Task requirements =>
For each statement, answer yes or no according to the text on collaboration in the bioinformatics lab, and quote the words of the text that decide it. 1. Google Hangouts may work for groups of up to ten people. 2. Dropbox is named as a tool for distributing work-packages. 3. The text says there is only one principle.

-- Start Text passage --

But our work often does not fit this paradigm, because in the bioinformatics lab the requirements change quickly. The reason is obvious: most of what we produce in science are one-off solutions. Once one analysis runs, we publish the results, and we move on. There is limited value in doing an analysis over and over again. However, this does not mean we can't profit from applying the basic principles of good development principles. Fortunately that is easy. There actually is only one principle.
Make implicit knowledge explicit.
Everything else follows.
Contents
Collaborate
Making project goals explicit and making progress explicit are crucial, so that everyone knows what's going on and what their responsibilities are. Collaboration these days is distributed, and online. Here is a list of options you ought to have tried. :
- Schedule regular face-to-face meetings. If you can't be in the same room, Google hangout's may work (up to ten people). Old-time developers often use IRC chat rooms.
- A wiki such as our Student Wiki is obviously a good way to structure, share and collaboratively edit information.
- Software sharing and code collaboration is best managed through a github repository. As a version control system, it is an essential part of all software development.
- Dynamic coauthoring capabilities are offered by Etherpad installations such as the one hosted by WikiMedia.
- You have probably collaborated with Google Drive text, spreadsheet or presentation documents before. These have superseded many other online offerings.
- A robust system for shared file storage is Dropbox.
- Trello appears to be a nice tool to distribute work-packages and keep up to date with discussions, especially if your "team" is distributed.
- I like Kanbanery as a structured To-Do list for my own time-management, but it can also be adapted to project workflows.
- There is a lot of turnover with all of these tools and it's important to backup your important data to alternate locations. Offerings may go out of date, or get absorbed by other services. Are there collaboration tools you like that I haven't mentioned? Let me know ...

-- End Text passage --
-- Start Listed entries --

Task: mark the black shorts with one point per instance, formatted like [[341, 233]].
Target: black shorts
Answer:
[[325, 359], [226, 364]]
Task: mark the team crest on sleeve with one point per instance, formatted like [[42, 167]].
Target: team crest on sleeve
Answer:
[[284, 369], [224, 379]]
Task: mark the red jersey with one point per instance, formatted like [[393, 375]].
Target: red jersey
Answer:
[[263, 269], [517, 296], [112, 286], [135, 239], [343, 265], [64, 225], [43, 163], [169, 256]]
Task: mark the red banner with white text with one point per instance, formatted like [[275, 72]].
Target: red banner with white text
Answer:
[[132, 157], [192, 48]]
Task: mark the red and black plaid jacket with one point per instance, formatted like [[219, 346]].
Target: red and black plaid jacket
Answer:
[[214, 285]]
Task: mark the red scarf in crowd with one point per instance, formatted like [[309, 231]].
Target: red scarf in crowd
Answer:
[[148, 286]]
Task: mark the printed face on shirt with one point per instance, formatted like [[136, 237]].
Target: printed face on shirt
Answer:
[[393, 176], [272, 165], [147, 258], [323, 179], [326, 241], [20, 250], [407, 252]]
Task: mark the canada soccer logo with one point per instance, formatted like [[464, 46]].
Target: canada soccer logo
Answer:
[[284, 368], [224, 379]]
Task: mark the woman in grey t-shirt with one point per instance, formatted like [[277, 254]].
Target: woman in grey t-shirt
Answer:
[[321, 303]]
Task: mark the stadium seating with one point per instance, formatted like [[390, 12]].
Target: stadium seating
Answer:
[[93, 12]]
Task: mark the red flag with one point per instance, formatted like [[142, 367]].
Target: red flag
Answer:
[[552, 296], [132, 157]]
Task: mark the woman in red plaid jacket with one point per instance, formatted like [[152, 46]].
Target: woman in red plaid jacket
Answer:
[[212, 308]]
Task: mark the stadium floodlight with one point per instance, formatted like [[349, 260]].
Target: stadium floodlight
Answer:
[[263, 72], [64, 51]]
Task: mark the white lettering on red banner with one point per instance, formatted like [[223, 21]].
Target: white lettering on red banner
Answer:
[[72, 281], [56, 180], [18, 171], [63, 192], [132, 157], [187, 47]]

-- End Listed entries --

Complete answer =>
1. Yes: "Google hangout's may work (up to ten people)."
2. No: "Trello appears to be a nice tool to distribute work-packages."
3. Yes: "There actually is only one principle."